Task instructions:
(1) In the blog post on Northwest Yunnan, rewrite the paragraph beginning "For some reason, I seem to visit Yunnan" as a short list that keeps its main facts.
(2) Go on with the blog post about Northwest Yunnan, picking up right after its final sentence.

Text:
Northwest Yunnan Revisited (Part One)
Although my home in Hong Kong is very near to sea level, recent travels have taken me to high altitudes in both the U.S. and China. Last week I wrote about my recent visit to Boulder, Colorado, a very attractive mile-high city I had not visited for some 30 years. This week I am reminiscing about my recent visit to the Northwest part of Yunnan Province, a very enjoyable return visit with my wife and daughter, for the first time in just over 10 years.
We went back to visit Lijiang and Shangrila. Shangrila is the new name (since 2002) of what was called Zhongdian when we last visited. It is located on the Tibetan plateau at an altitude of about 3,300 meters (almost 11,000 feet). The local authorities renamed it based on the Shangri-La of American novelist James Hilton’s creation in the 1939 novel (and subsequent film) “Lost Horizon”, describing a remote valley where people live in peace, health and harmony with extraordinary longevity.
Based on what I saw of the “before” and “after”, this was a very clever rebranding exercise.
For some reason, I seem to visit Yunnan once about every ten years. As I wrote in this blog in April (“Do We Look Japanese”), my first visit, with several fellow American publishers, was in 1989. My second visit, with family, was in 1999. So with another decade having passed, this was my third visit.

Data listing:
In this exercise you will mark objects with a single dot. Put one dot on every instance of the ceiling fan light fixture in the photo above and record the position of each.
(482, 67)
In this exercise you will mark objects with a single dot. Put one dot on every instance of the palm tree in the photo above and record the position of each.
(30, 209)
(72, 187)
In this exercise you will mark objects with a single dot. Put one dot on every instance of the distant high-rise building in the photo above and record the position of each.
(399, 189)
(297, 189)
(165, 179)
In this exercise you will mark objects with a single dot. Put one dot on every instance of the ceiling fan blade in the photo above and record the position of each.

Exercise results:
(1)
- I seem to visit Yunnan about once every ten years.
- First visit: 1989, with several fellow American publishers (mentioned in the April blog post "Do We Look Japanese").
- Second visit: 1999, with family.
- Third visit: this latest trip, another decade later.

(2)
One of the inevitable results of frequent travel in China during these past 30 years is that you become blasé about dramatic change simply because you have become accustomed to seeing it again and again, constantly, consistently, almost everywhere you go. It’s especially obvious in urban China, but rural China has also undergone dramatic change. There is a risk of not noticing the subtler changes, like changes in peoples’ thinking, because the external, physical changes which catch the eye are so impactful.
My first impression of Northwest Yunnan this time is that compared to even ten years ago, it is virtually unrecognizable, with the exception of major geographic features like snow-capped mountains, forested hills, terraced agricultural fields, etc.
Beijing, Shanghai, and most large Chinese cities have undergone huge and highly visible changes in the past 10-15 years, but the changes in Lijiang are even more dramatic in some ways. Like all socio-economic change, they bring both opportunity and challenge.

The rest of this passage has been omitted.